ARBEITSANWEISUNGEN:
**1)** Wiederhole wortgetreu den Teil des Urteilsauszugs zur Kapitalertragsteuer, der mit den Worten „InvStG a.F. §“ beginnt und mit „VIII R 33/20)“ endet.
**2)** Gib an, unter welchem Aktenzeichen das im Urteilsauszug zur Kapitalertragsteuer als nachgehend genannte BFH-Urteil ergangen ist.
**3)** Schreibe den Urteilsauszug zur Kapitalertragsteuer im Anschluss an seinen letzten Satz weiter.

BEREITGESTELLTER AUSZUG:
⁂

Entscheidungsstichwort (Thema)

Anrechnung bzw. Erstattung von Kapitalertragsteuer bei ausländischen thesaurierenden Investmentfonds

 

Leitsatz (amtlich)

Kapitalertragsteuer, die auf geschätzte, tatsächlich aber nicht angefallene Erträge eines ausländischen thesaurierenden Investmentfonds abgeführt wurde, ist anzurechnen bzw. zu erstatten.

 

Normenkette

InvStG a.F. § 7 Abs. 1 S. 1 Nr. 3, Abs. 7; EStG § 20 Abs. 1 Nr. 1, § 36 Abs. 4 S. 2, § 43 Abs. 1, § 44 Abs. 1; AO § 37 Abs. 2

 

Nachgehend

BFH (Urteil vom 13.12.2022; Aktenzeichen VIII R 33/20)

 

Tatbestand

Streitig ist (noch), ob der Kläger einen Anspruch auf Rückerstattung von Steuerabzugsbeträgen hat, die die … Bank im Streitjahr 2007 für Kapitalerträge abgeführt hat, die tatsächlich nicht angefallen sind.

⁂

DATENAUSZUG:
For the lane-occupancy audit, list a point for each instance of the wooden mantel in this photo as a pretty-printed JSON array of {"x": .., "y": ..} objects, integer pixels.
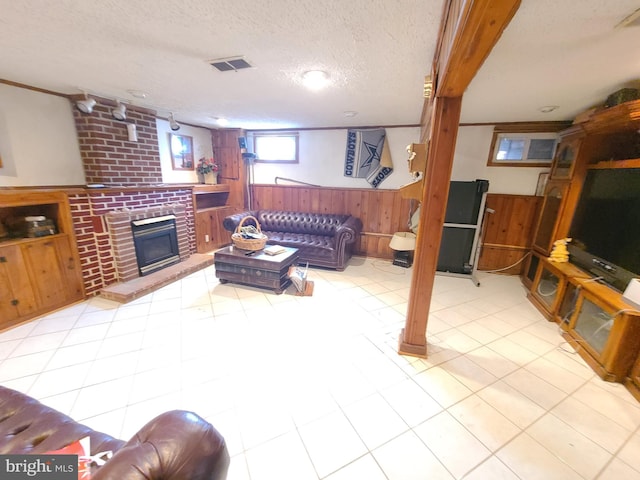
[{"x": 470, "y": 29}]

⁂

ANTWORTEN JE AUFGABE:
**1)**
InvStG a.F. § 7 Abs. 1 S. 1 Nr. 3, Abs. 7; EStG § 20 Abs. 1 Nr. 1, § 36 Abs. 4 S. 2, § 43 Abs. 1, § 44 Abs. 1; AO § 37 Abs. 2

 

Nachgehend

BFH (Urteil vom 13.12.2022; Aktenzeichen VIII R 33/20)

**2)** VIII R 33/20

**3)**
Der Kläger ist Aufsichtsratsvorsitzender und Inhaber verschiedener Kapitalanlagen. Anfang 2007 veräußerte er Anteile (u.a.) an folgenden Investmentfonds (Blatt 27 RS, 36 und 42 der ESt-Akte, WKN = Wertpapierkennnummer):

WKN …21 "X"

WKN …14 "Y"

Bei beiden Fonds handelte es sich um Investmentfonds, die keine Gewinne ausschütteten und deren Erträge dem Investmentsteuergesetz in der vor dem 29. Dezember 2007 geltenden Fassung (a.F.) unterlagen (vgl. § 18 Abs. 1, § 19 Abs. 3 InvStG a.F.). Die von ihnen thesaurierten Erträge galten als mit Ablauf des Geschäftsjahres des jeweiligen Fonds zugeflossen (§ 2 Abs. 1 Satz 2 InvStG a.F.); die darauf entfallende Kapitalertragsteuer wurde erst bei Veräußerung oder Rückgabe der Anteilsscheine einbehalten und abgeführt (§ 7 Abs. 1 Satz 1 Nr. 3 InvStG a.F.).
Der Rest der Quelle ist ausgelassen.